• The records:

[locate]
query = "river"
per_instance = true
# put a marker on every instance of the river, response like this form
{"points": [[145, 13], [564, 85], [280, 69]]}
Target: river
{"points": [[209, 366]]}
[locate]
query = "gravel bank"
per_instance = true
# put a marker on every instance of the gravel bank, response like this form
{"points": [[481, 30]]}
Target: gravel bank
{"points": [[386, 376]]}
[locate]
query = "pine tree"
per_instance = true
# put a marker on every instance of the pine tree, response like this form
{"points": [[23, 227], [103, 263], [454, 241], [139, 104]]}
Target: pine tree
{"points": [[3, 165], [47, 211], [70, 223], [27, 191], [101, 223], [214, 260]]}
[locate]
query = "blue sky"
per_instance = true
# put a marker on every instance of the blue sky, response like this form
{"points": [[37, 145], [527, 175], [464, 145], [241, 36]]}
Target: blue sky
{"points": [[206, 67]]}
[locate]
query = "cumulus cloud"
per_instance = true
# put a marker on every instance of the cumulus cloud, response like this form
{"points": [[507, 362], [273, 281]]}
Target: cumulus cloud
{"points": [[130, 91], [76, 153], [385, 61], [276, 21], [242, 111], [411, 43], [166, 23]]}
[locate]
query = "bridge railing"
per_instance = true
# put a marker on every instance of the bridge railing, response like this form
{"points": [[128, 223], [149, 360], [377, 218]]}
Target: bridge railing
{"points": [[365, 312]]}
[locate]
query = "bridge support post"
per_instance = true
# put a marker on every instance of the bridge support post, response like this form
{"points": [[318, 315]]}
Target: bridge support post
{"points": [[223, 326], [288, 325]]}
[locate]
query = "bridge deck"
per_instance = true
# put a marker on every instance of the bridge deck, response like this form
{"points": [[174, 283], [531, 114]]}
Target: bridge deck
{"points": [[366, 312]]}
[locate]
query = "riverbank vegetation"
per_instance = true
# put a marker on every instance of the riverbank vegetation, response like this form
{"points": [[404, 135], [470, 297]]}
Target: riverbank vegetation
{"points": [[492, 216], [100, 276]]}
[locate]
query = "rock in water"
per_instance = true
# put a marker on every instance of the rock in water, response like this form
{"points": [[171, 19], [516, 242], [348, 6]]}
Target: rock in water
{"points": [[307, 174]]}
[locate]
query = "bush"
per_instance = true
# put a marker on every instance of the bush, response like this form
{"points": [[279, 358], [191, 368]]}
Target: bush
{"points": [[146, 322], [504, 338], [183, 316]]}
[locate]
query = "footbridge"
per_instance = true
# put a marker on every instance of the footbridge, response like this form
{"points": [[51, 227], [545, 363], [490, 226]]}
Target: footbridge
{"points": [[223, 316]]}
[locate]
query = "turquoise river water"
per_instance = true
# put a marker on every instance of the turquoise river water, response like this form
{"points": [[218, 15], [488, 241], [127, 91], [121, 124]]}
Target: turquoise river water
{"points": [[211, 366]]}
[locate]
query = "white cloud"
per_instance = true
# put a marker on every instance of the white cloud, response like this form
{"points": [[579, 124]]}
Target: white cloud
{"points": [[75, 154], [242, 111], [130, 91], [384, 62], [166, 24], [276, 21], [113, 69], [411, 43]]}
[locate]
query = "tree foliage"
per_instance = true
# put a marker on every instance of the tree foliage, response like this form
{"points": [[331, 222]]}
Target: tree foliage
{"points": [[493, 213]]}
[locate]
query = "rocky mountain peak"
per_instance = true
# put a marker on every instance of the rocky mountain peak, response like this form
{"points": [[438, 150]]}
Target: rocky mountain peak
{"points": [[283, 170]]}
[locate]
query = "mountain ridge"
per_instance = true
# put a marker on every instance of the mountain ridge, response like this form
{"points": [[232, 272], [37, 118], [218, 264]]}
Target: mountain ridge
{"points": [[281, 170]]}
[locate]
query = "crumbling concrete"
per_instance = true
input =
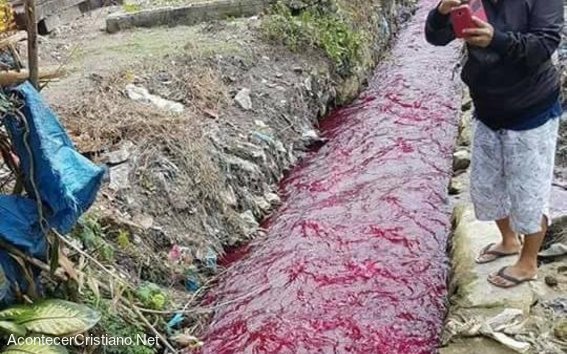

• What to work on: Provide an exact copy of the records, excluding every picture.

• Response to the exercise:
[locate]
query = "river"
per_instance = true
# put a marker on every instance of the river, response like this form
{"points": [[145, 13], [564, 85], [280, 69]]}
Target: river
{"points": [[209, 366]]}
[locate]
query = "gravel bank"
per_instance = true
# put a marker on every instance of the gravel bank, response like this form
{"points": [[481, 30]]}
Target: gravel bank
{"points": [[386, 376]]}
[locate]
query = "pine tree"
per_instance = true
# put a marker on every instance of the pine tree, response like this form
{"points": [[23, 227], [103, 263], [454, 241], [139, 104]]}
Target: pine tree
{"points": [[3, 165], [47, 211], [70, 223], [27, 191], [101, 223], [214, 260]]}
[locate]
query = "blue sky"
per_instance = true
# put a marker on every instance of the blue sky, response like this form
{"points": [[37, 145], [527, 175], [464, 145], [241, 36]]}
Target: blue sky
{"points": [[206, 67]]}
[locate]
query = "cumulus cloud"
per_instance = true
# put a marker on every instance of the cumulus cloud, response like this form
{"points": [[507, 362], [273, 281]]}
Target: cumulus cloud
{"points": [[130, 91], [76, 153], [385, 61], [276, 21], [242, 111], [411, 43], [166, 23]]}
[locate]
query = "bridge railing"
per_instance = true
# put a marker on every instance of the bridge railing, response like this form
{"points": [[128, 223], [149, 360], [377, 218]]}
Target: bridge railing
{"points": [[365, 312]]}
[locate]
query = "bridge support post"
per_instance = true
# put a marker on every instance of the bridge support post, response like this form
{"points": [[318, 315]]}
Target: bridge support post
{"points": [[223, 326], [288, 325]]}
[locate]
query = "bridge deck"
per_instance = true
# put a marker on every instance of the bridge deck, response like this form
{"points": [[174, 283], [531, 114]]}
Target: bridge deck
{"points": [[366, 312]]}
[locate]
query = "riverbank vegetation"
per_instance = true
# put a marker on every instance of the riverbank vegetation, response like this form
{"points": [[404, 135], [470, 297]]}
Target: riverbank vegetation
{"points": [[492, 216], [100, 276]]}
[locate]
query = "rock in water"
per_instance = true
# put a marker on every instance of the rock in water, response like this form
{"points": [[171, 19], [516, 242], [348, 6]]}
Target: rock in water
{"points": [[307, 174]]}
[locate]
query = "bush"
per_instance = true
# put a marker on every instance of the bush, response like this form
{"points": [[279, 358], [191, 368]]}
Target: bush
{"points": [[146, 322], [504, 338], [183, 316]]}
[locate]
query = "footbridge"
per_instance = true
# put a marker on every instance of the footbridge, response like this form
{"points": [[51, 227], [545, 363], [490, 226]]}
Target: footbridge
{"points": [[223, 316]]}
[locate]
query = "turquoise river water"
per_instance = true
# put a marker on every instance of the turquoise river water, response like this form
{"points": [[218, 15], [488, 241], [127, 91], [121, 124]]}
Target: turquoise river water
{"points": [[211, 366]]}
[locate]
query = "white cloud"
per_instance = true
# put a marker on every instance of the white cloud, response like this form
{"points": [[579, 124]]}
Target: white cloud
{"points": [[75, 154], [242, 111], [130, 91], [384, 62], [166, 24], [276, 21], [113, 69], [411, 43]]}
[locate]
query = "tree foliage"
per_instance = true
# put a marker on every instance of the tree foliage, response like this form
{"points": [[331, 222]]}
Target: tree foliage
{"points": [[493, 213]]}
[locate]
query = "rocky mountain peak"
per_instance = true
# put a marker on every instance of the rocky mountain peak, response like this form
{"points": [[438, 150]]}
Target: rocky mountain peak
{"points": [[283, 170]]}
[locate]
query = "mountain ridge"
per_instance = true
# put a marker on every instance of the mountain ridge, response like this form
{"points": [[232, 272], [37, 118], [218, 264]]}
Target: mountain ridge
{"points": [[281, 170]]}
[locate]
query = "crumbling concrete"
per_instance = true
input =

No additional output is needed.